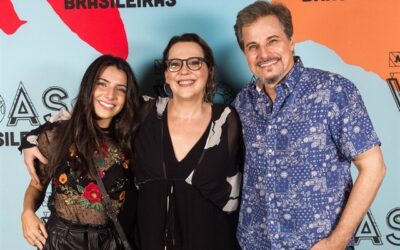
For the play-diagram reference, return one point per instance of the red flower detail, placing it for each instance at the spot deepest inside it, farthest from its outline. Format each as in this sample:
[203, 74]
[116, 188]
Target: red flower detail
[101, 174]
[105, 149]
[92, 193]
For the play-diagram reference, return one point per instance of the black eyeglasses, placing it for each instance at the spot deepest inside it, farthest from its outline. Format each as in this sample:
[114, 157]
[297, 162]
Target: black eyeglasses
[193, 63]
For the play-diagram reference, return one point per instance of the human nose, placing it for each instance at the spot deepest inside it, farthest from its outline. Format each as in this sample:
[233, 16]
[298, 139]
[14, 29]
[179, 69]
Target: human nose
[110, 93]
[263, 51]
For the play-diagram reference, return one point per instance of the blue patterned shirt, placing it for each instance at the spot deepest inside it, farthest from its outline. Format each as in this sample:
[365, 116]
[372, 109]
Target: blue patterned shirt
[298, 154]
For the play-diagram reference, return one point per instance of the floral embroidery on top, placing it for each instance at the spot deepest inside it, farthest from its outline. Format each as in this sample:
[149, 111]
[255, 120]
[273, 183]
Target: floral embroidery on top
[82, 190]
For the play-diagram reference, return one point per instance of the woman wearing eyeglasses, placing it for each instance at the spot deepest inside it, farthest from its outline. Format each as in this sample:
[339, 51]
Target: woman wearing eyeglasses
[188, 152]
[187, 157]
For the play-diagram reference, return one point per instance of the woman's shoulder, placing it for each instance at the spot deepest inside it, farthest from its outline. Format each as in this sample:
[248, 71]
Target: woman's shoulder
[221, 109]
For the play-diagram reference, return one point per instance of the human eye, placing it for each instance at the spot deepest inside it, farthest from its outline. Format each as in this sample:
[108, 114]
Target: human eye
[251, 47]
[175, 64]
[195, 61]
[101, 83]
[121, 88]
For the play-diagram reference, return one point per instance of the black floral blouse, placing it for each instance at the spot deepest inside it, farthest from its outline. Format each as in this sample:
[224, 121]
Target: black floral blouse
[78, 198]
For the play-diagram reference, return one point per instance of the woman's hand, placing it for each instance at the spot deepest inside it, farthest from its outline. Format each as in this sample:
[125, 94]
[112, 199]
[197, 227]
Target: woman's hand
[33, 229]
[30, 154]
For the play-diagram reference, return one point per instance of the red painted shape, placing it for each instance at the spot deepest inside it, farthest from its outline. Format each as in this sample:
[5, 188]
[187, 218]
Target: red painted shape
[9, 21]
[102, 29]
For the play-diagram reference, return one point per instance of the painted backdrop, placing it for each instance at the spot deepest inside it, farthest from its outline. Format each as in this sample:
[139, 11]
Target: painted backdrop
[45, 46]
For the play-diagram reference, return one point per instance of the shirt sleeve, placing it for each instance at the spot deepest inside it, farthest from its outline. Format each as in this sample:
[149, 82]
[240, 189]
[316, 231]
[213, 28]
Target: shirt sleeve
[43, 142]
[30, 139]
[350, 124]
[224, 188]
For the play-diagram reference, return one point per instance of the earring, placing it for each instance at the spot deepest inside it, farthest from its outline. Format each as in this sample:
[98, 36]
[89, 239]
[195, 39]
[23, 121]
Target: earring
[167, 90]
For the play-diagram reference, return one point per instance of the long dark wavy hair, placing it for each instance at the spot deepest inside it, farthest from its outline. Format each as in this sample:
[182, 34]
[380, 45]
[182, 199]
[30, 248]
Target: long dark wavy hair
[82, 130]
[208, 56]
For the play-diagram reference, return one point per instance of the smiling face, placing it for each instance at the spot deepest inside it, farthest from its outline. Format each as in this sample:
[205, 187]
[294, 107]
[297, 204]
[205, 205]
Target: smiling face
[109, 95]
[185, 83]
[269, 52]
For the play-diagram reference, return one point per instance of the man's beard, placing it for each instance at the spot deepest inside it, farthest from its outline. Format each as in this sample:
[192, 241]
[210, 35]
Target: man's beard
[270, 81]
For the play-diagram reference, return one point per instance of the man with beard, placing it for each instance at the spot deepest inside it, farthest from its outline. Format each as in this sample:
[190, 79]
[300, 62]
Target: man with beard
[302, 129]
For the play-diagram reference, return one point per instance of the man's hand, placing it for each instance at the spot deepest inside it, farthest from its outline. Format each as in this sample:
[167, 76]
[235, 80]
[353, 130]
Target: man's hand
[30, 154]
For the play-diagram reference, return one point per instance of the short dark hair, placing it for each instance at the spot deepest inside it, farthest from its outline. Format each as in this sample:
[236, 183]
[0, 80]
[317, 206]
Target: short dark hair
[208, 56]
[259, 9]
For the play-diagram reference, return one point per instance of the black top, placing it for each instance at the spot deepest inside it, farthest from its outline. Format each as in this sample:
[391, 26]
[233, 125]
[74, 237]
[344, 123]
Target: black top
[188, 204]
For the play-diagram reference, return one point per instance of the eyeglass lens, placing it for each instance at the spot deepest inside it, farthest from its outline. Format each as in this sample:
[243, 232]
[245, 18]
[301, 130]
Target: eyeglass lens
[193, 63]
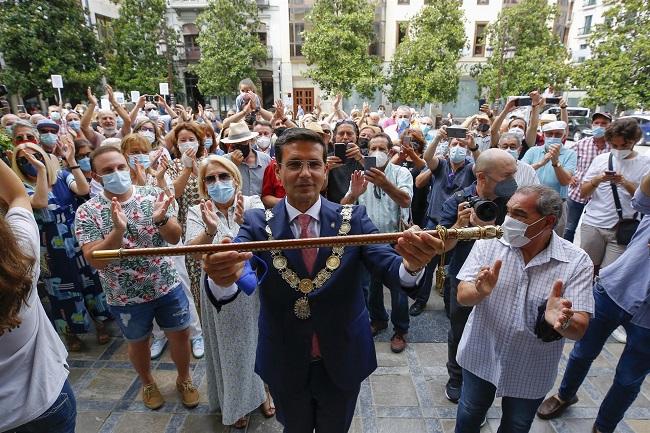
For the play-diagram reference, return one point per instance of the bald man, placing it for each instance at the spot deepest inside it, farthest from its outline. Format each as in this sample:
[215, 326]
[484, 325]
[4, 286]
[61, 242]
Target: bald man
[495, 181]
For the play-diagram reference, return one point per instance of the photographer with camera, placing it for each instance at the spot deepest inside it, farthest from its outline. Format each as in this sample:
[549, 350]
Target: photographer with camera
[481, 203]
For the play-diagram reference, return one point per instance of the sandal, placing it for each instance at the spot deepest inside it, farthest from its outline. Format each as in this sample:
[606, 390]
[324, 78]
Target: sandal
[73, 343]
[103, 336]
[241, 423]
[268, 408]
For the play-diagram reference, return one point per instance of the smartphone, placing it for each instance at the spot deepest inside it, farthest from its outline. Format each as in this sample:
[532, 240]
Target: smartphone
[339, 150]
[369, 162]
[456, 132]
[523, 101]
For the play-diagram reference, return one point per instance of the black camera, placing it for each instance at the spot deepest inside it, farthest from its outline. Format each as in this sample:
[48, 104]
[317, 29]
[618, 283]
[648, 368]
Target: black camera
[485, 210]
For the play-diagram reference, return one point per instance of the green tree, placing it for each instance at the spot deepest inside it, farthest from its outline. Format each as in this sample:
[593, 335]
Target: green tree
[619, 69]
[132, 58]
[526, 54]
[425, 65]
[39, 38]
[336, 45]
[230, 46]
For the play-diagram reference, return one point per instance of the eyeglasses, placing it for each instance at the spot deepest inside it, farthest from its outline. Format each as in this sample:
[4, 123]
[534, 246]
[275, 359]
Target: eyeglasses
[296, 165]
[221, 177]
[26, 137]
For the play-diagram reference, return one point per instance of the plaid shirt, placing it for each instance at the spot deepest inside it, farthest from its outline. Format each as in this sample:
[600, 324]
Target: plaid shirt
[587, 151]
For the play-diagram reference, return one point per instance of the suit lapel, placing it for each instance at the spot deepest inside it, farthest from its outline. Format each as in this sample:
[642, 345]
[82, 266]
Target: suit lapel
[281, 228]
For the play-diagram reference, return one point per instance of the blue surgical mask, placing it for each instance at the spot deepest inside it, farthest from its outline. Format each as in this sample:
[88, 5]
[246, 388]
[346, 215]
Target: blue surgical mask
[75, 125]
[48, 139]
[84, 164]
[549, 141]
[221, 192]
[142, 159]
[117, 182]
[598, 131]
[457, 154]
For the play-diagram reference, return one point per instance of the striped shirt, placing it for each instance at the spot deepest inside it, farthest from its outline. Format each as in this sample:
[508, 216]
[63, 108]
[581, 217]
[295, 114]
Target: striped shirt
[499, 343]
[586, 150]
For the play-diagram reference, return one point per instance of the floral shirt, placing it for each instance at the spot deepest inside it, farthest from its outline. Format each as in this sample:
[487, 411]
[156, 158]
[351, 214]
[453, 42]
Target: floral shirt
[131, 280]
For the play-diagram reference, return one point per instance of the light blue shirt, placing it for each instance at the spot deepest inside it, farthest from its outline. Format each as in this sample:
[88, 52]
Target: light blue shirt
[627, 280]
[546, 173]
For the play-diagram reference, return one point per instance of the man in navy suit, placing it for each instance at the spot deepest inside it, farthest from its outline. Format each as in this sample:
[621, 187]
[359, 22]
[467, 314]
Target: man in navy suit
[314, 347]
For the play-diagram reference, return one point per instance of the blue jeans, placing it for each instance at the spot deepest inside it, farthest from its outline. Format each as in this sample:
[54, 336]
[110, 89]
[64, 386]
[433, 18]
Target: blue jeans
[399, 314]
[59, 418]
[477, 396]
[574, 212]
[632, 368]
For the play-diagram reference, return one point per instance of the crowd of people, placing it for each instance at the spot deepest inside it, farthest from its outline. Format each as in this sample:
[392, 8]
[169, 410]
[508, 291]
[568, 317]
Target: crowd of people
[297, 343]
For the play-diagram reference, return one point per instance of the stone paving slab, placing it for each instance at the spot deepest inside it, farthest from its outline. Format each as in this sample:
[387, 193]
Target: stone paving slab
[404, 395]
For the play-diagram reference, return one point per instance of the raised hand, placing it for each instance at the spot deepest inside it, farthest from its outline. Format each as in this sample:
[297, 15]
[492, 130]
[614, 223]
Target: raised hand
[239, 210]
[118, 216]
[558, 310]
[160, 207]
[487, 279]
[209, 216]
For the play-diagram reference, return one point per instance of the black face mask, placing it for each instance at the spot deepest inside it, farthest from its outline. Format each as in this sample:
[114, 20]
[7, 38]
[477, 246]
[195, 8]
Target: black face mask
[244, 148]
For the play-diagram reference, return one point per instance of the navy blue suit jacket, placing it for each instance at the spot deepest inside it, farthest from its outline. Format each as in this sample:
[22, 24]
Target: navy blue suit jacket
[338, 310]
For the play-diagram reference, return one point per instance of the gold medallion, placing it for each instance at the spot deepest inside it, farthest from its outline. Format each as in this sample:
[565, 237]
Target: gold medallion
[306, 286]
[301, 309]
[332, 262]
[279, 262]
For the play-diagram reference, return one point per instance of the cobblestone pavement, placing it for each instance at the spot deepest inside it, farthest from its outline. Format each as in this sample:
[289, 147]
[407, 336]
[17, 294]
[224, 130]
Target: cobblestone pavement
[404, 395]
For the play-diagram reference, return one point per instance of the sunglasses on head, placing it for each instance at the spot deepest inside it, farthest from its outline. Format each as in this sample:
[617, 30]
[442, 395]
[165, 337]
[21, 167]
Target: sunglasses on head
[221, 177]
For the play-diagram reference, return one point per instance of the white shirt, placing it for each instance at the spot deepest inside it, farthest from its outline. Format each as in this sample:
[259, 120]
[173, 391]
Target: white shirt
[221, 292]
[33, 364]
[600, 211]
[499, 344]
[526, 175]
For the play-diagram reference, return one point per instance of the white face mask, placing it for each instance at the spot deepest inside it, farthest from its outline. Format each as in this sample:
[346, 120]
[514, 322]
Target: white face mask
[382, 158]
[621, 154]
[514, 231]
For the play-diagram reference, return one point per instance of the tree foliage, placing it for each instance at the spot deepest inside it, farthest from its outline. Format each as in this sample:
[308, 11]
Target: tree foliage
[230, 46]
[619, 69]
[425, 65]
[39, 38]
[132, 59]
[526, 54]
[336, 44]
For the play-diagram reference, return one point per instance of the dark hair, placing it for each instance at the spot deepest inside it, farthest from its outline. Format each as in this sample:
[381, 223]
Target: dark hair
[347, 122]
[102, 150]
[627, 128]
[292, 135]
[15, 278]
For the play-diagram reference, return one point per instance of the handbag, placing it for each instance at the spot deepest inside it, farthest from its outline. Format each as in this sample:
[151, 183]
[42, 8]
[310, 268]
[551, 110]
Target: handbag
[625, 228]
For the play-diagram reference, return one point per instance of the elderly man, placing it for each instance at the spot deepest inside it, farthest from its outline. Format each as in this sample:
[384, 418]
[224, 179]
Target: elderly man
[555, 164]
[586, 150]
[530, 290]
[621, 296]
[251, 162]
[526, 174]
[495, 171]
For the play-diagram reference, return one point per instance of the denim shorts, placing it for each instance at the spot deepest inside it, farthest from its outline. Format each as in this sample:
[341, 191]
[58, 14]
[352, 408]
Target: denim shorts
[172, 313]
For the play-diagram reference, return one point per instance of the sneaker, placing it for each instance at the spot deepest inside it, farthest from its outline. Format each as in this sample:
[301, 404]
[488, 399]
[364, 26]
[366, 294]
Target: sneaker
[158, 347]
[189, 393]
[152, 397]
[198, 347]
[452, 391]
[398, 342]
[620, 335]
[417, 308]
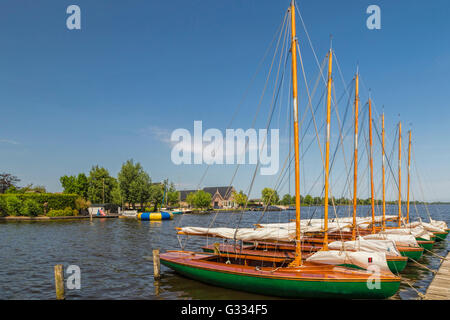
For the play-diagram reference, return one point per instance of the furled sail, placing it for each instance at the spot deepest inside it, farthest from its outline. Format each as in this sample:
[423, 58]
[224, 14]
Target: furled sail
[244, 234]
[404, 239]
[386, 246]
[365, 260]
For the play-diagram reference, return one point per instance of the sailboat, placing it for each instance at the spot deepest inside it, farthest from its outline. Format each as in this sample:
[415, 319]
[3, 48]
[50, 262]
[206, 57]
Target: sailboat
[310, 278]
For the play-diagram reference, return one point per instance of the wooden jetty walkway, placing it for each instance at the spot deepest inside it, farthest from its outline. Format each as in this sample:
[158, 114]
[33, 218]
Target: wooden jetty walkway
[439, 288]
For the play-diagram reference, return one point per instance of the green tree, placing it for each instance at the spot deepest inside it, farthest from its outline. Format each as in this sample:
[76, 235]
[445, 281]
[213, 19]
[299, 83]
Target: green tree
[240, 198]
[202, 199]
[269, 196]
[7, 180]
[101, 185]
[13, 206]
[134, 183]
[308, 200]
[31, 208]
[286, 200]
[190, 199]
[75, 185]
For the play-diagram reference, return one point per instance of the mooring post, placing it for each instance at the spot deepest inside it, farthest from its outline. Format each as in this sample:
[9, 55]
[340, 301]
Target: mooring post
[156, 265]
[59, 282]
[216, 248]
[157, 288]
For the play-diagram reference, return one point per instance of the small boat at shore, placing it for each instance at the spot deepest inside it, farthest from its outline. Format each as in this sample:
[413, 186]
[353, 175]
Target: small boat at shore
[152, 216]
[323, 274]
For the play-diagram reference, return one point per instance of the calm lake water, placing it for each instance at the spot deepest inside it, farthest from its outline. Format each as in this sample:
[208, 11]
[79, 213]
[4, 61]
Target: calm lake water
[114, 255]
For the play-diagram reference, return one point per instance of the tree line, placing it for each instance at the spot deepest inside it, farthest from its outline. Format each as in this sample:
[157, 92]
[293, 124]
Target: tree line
[271, 197]
[132, 186]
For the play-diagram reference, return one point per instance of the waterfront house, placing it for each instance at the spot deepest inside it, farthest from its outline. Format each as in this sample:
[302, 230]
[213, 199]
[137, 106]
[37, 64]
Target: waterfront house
[222, 197]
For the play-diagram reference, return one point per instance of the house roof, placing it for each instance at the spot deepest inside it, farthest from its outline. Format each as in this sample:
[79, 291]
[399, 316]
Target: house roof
[225, 192]
[184, 193]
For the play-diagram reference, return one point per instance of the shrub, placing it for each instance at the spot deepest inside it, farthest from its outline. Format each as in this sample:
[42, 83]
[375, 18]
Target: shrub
[55, 201]
[67, 212]
[31, 208]
[3, 208]
[13, 206]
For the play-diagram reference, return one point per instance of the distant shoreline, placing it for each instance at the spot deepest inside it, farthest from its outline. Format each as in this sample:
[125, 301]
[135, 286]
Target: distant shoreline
[45, 218]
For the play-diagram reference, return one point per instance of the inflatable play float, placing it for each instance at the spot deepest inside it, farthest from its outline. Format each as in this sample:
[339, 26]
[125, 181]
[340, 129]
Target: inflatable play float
[155, 216]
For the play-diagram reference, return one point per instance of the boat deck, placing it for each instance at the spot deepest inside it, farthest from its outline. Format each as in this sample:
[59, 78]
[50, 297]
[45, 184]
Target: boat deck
[439, 288]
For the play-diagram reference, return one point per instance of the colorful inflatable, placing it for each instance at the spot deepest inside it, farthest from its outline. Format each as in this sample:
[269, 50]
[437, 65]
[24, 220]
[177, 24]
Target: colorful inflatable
[154, 216]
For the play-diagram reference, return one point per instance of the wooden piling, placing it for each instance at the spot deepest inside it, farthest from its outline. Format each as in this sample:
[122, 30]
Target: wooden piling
[59, 282]
[216, 248]
[439, 288]
[156, 265]
[156, 285]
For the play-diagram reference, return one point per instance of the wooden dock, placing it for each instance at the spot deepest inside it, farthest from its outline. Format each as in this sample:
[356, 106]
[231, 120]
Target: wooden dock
[439, 288]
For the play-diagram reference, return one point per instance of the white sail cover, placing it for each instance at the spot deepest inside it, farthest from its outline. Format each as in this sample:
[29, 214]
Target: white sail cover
[334, 225]
[312, 226]
[417, 232]
[405, 239]
[386, 246]
[244, 234]
[427, 226]
[360, 259]
[440, 224]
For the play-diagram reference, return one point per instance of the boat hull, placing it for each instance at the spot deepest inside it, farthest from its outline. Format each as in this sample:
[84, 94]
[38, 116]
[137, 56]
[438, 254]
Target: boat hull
[267, 283]
[412, 253]
[395, 264]
[425, 244]
[440, 235]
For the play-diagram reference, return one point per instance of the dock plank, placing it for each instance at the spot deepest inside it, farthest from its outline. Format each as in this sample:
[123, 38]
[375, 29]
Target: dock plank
[439, 288]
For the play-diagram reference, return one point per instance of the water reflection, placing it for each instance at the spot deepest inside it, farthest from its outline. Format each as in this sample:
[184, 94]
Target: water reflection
[115, 256]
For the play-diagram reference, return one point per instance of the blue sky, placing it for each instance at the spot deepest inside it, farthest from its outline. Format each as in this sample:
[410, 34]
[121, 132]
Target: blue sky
[137, 70]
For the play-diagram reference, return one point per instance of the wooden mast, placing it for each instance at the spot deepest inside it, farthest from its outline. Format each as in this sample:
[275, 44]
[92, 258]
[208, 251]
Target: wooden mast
[409, 174]
[298, 250]
[399, 174]
[327, 153]
[371, 166]
[355, 161]
[383, 173]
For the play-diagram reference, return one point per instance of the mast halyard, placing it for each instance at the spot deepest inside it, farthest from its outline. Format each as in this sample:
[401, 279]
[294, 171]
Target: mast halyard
[409, 174]
[298, 250]
[383, 173]
[327, 153]
[371, 166]
[355, 161]
[399, 174]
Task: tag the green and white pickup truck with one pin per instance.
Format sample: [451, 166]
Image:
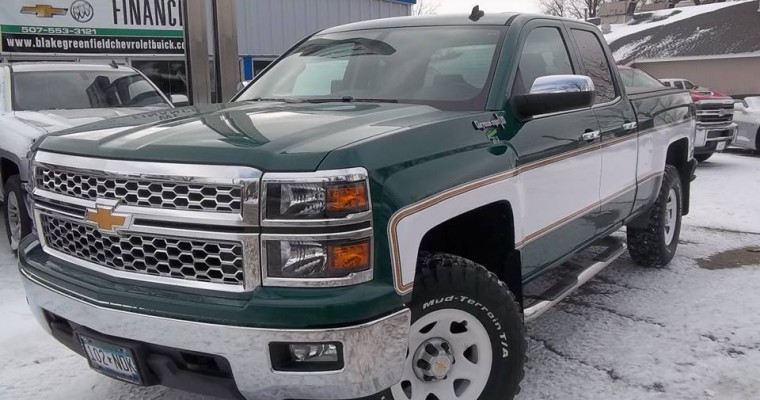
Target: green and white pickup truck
[364, 219]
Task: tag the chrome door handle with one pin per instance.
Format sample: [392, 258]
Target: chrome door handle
[629, 126]
[591, 136]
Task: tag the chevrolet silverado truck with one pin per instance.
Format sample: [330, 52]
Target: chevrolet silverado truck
[715, 112]
[39, 98]
[365, 220]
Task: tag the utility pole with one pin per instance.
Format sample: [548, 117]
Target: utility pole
[226, 57]
[196, 52]
[225, 50]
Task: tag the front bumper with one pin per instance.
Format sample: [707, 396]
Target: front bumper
[374, 352]
[707, 137]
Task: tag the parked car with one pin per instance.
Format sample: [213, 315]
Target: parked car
[747, 117]
[715, 113]
[681, 83]
[364, 218]
[40, 98]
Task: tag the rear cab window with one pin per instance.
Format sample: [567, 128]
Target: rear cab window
[82, 89]
[597, 67]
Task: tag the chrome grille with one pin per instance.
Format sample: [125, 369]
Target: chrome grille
[715, 113]
[203, 261]
[142, 193]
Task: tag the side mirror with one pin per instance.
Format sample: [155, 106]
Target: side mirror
[555, 93]
[242, 85]
[180, 100]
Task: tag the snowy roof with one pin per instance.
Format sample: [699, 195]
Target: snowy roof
[706, 30]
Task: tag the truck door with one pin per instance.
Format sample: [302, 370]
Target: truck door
[559, 166]
[617, 122]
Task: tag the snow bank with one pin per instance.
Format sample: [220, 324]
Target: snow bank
[665, 17]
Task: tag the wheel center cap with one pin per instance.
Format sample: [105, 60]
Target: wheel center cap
[433, 360]
[441, 366]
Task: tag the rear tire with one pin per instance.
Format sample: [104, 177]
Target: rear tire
[656, 244]
[703, 157]
[17, 222]
[468, 321]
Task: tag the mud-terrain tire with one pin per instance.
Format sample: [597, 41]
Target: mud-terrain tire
[656, 244]
[703, 157]
[16, 219]
[481, 325]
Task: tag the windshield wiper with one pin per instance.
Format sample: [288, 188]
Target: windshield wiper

- **The task**: A bare number is all that is asked for: the count of lines above that include "windshield".

- **Completed exercise**: 2